Dataset material about object locations:
____
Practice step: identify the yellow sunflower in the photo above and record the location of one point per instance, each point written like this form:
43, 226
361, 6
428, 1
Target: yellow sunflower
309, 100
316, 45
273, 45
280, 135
____
→ **To be done**: Pull out every line of the material above that contains the string "yellow", treating uppercase and lowercase as different.

→ **Exercise output**:
Practice step: identify the yellow sunflower in the photo above and record the location of one point per instance, each point written like this form:
Target: yellow sunflower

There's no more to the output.